(Items listed in a dataset)
__________

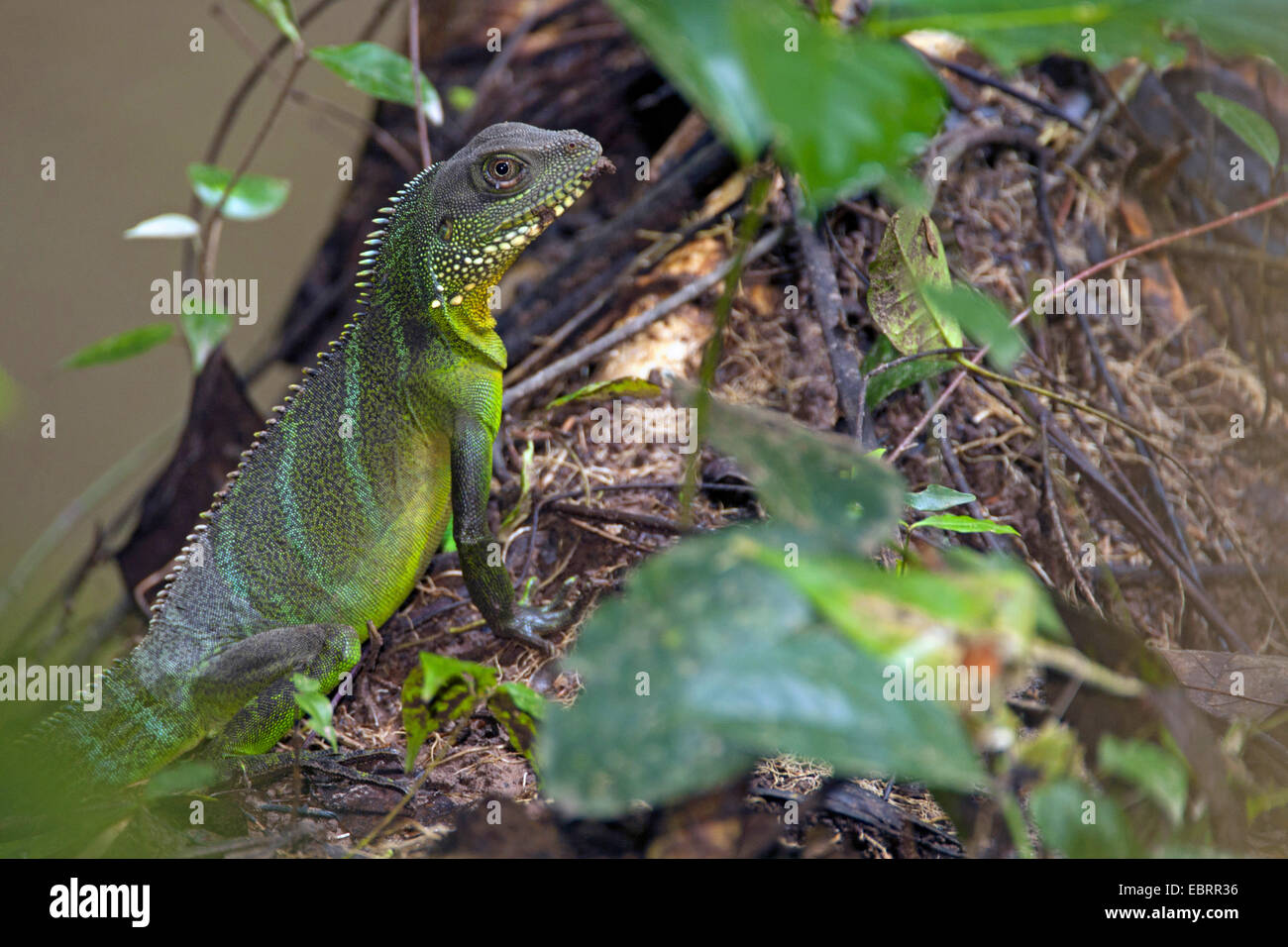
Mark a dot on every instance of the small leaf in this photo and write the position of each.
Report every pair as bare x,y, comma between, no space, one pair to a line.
746,64
316,706
887,382
279,12
1151,768
462,98
954,522
518,707
936,497
163,227
807,478
910,261
687,684
634,386
1250,128
1077,822
982,318
204,329
381,73
519,512
8,394
115,348
441,689
256,196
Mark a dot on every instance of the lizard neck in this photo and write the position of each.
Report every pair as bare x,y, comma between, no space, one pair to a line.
415,281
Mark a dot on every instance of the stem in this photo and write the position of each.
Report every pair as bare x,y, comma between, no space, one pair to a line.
756,192
413,42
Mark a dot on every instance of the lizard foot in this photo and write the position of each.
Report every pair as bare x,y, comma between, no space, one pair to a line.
529,622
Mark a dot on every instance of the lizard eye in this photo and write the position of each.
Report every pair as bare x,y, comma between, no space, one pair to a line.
502,171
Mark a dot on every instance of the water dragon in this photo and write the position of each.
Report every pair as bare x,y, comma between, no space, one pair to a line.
336,508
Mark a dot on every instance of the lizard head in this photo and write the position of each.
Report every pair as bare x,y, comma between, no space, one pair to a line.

__________

■ EXERCISE ■
In the records above, the line with "Mark a dot on every instance of the lizard foot" marks the start and the line with "Mark a dot on every instance of the lizard eye" marks the end; copy that stretch exactly, both lines included, and nothing else.

■ TASK SOLUTION ■
Mark a dot on every instance of the lizard foot in this photo and write the position of each.
Report every pair as bare x,y, comma between, no space, one pair to a line.
529,622
Mark a dot on every instance of the lizard eye in this photo and write the position of each.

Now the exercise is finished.